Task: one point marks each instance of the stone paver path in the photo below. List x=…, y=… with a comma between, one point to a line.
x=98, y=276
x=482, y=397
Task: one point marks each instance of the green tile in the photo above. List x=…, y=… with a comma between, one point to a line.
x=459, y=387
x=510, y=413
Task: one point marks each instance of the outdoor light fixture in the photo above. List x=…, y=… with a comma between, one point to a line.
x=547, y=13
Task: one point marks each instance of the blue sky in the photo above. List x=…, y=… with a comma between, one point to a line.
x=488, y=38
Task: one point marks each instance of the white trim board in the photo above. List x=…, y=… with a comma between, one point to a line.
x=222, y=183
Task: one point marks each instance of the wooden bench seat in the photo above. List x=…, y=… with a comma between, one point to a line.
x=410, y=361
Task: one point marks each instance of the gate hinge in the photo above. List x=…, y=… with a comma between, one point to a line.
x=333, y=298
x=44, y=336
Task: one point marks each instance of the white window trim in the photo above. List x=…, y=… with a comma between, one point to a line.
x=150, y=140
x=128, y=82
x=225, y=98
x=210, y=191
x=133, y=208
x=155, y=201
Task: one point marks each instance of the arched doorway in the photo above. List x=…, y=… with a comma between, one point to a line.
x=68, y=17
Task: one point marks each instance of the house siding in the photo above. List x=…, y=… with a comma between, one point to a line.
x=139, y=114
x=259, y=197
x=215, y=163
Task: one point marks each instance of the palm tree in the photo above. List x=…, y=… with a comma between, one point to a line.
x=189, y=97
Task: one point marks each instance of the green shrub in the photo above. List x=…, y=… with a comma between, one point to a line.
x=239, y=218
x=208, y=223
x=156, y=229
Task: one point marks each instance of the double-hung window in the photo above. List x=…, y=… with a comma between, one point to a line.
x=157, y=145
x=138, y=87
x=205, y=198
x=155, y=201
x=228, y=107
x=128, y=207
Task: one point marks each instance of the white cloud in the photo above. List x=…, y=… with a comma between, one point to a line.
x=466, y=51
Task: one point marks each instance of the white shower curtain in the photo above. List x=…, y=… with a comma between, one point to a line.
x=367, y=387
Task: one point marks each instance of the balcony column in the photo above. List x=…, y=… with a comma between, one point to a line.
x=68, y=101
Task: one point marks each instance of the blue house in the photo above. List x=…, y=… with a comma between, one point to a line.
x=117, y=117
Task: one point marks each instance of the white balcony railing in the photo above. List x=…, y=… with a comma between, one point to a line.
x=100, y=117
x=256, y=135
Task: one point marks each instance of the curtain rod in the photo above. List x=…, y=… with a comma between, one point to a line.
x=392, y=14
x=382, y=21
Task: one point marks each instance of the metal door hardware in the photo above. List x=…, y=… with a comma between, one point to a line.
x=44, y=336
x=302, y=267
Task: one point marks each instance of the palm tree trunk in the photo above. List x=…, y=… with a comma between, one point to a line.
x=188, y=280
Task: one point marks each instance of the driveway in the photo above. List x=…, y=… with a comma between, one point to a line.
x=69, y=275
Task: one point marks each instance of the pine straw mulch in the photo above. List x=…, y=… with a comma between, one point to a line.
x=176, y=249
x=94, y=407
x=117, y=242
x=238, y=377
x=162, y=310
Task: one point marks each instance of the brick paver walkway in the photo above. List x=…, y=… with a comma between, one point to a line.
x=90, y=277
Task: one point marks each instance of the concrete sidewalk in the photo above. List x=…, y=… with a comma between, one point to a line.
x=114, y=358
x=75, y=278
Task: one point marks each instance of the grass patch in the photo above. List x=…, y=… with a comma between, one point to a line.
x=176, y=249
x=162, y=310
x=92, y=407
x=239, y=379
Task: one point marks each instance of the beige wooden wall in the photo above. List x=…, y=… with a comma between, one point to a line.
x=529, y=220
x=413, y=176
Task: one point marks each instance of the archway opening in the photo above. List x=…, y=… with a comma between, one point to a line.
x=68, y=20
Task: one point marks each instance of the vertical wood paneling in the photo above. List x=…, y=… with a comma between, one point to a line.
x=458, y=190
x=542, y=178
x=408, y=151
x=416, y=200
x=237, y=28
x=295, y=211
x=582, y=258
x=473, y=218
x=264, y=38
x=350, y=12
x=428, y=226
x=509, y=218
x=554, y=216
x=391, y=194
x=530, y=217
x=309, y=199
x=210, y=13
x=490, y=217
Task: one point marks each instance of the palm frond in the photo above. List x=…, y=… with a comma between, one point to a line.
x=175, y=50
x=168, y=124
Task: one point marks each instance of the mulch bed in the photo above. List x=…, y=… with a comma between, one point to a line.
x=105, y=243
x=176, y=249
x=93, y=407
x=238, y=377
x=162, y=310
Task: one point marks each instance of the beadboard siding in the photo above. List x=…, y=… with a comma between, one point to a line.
────────────────────────────────────────
Print out the full listing above, word for word.

Task: one point marks each instance of the stone paver path in the photo below. List x=…, y=… with a comma between, one point to a line.
x=98, y=276
x=482, y=397
Task: one point marks each instance of the green tile in the photo above. List x=…, y=… with a comma between, one point to a line.
x=459, y=387
x=510, y=413
Task: one point marks each instance of the outdoor light fixture in the photo above. List x=…, y=… with a comma between, one point to a line.
x=547, y=13
Task: one point marks each instance of the blue sky in the photo above. List x=…, y=… with a comma between, one point to a line.
x=488, y=38
Task: one point marks each instance of the white trim board in the photo above. List x=…, y=… with a comma between, one point to a line.
x=222, y=183
Task: one point marks each instance of the wooden bench seat in the photo above. List x=…, y=… with a comma between, one point to a line.
x=410, y=361
Task: one point marks each instance of the gate hinge in the photo above. List x=…, y=… with a comma between, one point to a line.
x=333, y=298
x=44, y=336
Task: one point marks each instance of the white window trim in the photo above. List x=…, y=… with a comma between, one point to a line.
x=150, y=140
x=128, y=82
x=225, y=98
x=210, y=191
x=133, y=208
x=155, y=201
Task: one point marks each instance of the arched doorway in the photo above. List x=…, y=… with a comma between, one point to a line.
x=68, y=17
Task: one point marks each instance of the house siding in the photo above. List x=…, y=… with a comma between, one point to a line.
x=139, y=114
x=259, y=197
x=215, y=163
Task: one point marks each instance of the palm tree in the photo above. List x=…, y=… with a comma between, one point to a line.
x=189, y=97
Task: one point marks each instance of the green shrub in the photo above. List x=…, y=… with a comma between, one point to a line.
x=239, y=218
x=208, y=223
x=156, y=229
Task: one point marks each instance of the double-hung window in the photo above. List x=…, y=… with a comma between, one point to a line.
x=157, y=145
x=138, y=87
x=205, y=198
x=155, y=201
x=228, y=107
x=128, y=207
Task: one point marks each instance of the white cloud in the photo above. List x=…, y=… with a comma between, one point to a line.
x=466, y=51
Task: one point marks each instance of the white shower curtain in the photo above. List x=…, y=… with a comma between, one point to a line.
x=367, y=387
Task: one point marks each instance of the balcony column in the photo above. List x=…, y=… with a comma between, one point to a line.
x=68, y=101
Task: one point marks each instance of the blue house in the photo above. List x=…, y=… with a comma between, one point to a line.
x=117, y=117
Task: one point marks each instance of the white balcony railing in the photo above. List x=…, y=… with a comma between, one point to a line.
x=100, y=117
x=256, y=135
Task: one point marks each instance of the curtain rod in the photo above. List x=…, y=… with a comma between, one point to a line.
x=392, y=14
x=382, y=21
Task: one point marks each instance of the metal door hardware in the photo above. List x=…, y=… with a comma between, one point to a line.
x=44, y=336
x=302, y=267
Task: one point marks each instance of the palm tree trunk in the photo above. List x=…, y=… with a comma between, one point to a line.
x=188, y=280
Task: one point marks each instance of the driveway in the photo above. List x=…, y=… with a comma between, one point to a line.
x=69, y=275
Task: one point marks each instance of the pine straw mulch in the photo above. List x=…, y=… with a comma between, one point to a line.
x=176, y=249
x=94, y=407
x=117, y=242
x=238, y=377
x=162, y=310
Task: one point marks each instance of the brick paver walkway in the photo above. List x=…, y=… with a comma between, one point to a line.
x=90, y=277
Task: one point marks each instance of the concrete sidewalk in the photo above. List x=…, y=… with a comma between, one point to a line.
x=114, y=358
x=75, y=278
Task: one point marks each instance of the grass patch in the photo above. List x=…, y=… with a comma between, one point to a line.
x=176, y=249
x=162, y=310
x=92, y=407
x=239, y=379
Task: one point marks each instance of the beige wooden wall in the photo above. List x=…, y=… with a comma between, one point to a line.
x=529, y=220
x=413, y=176
Task: one point marks each instance of the archway opening in the photo above. List x=…, y=… with a comma between, one point to a line.
x=68, y=20
Task: one point marks each instance of the vertical wood paneling in the photo above. List x=…, y=… with a comma between, one point to a line.
x=458, y=190
x=542, y=178
x=408, y=151
x=416, y=200
x=237, y=28
x=295, y=211
x=582, y=258
x=473, y=218
x=264, y=38
x=350, y=12
x=428, y=226
x=509, y=218
x=554, y=216
x=391, y=194
x=530, y=217
x=309, y=199
x=210, y=13
x=490, y=217
Task: one point marks each instance of the palm frond in the photo above. List x=…, y=… with a comma between, one point to a line.
x=175, y=50
x=168, y=124
Task: one point marks each instance of the mulch bed in the photo above. List x=…, y=… with a comma between, one point to a line.
x=105, y=243
x=176, y=249
x=93, y=407
x=238, y=377
x=162, y=310
Task: one point marks each instance of the beadboard siding in the photo above. List x=…, y=… with a comma between, one point to a line.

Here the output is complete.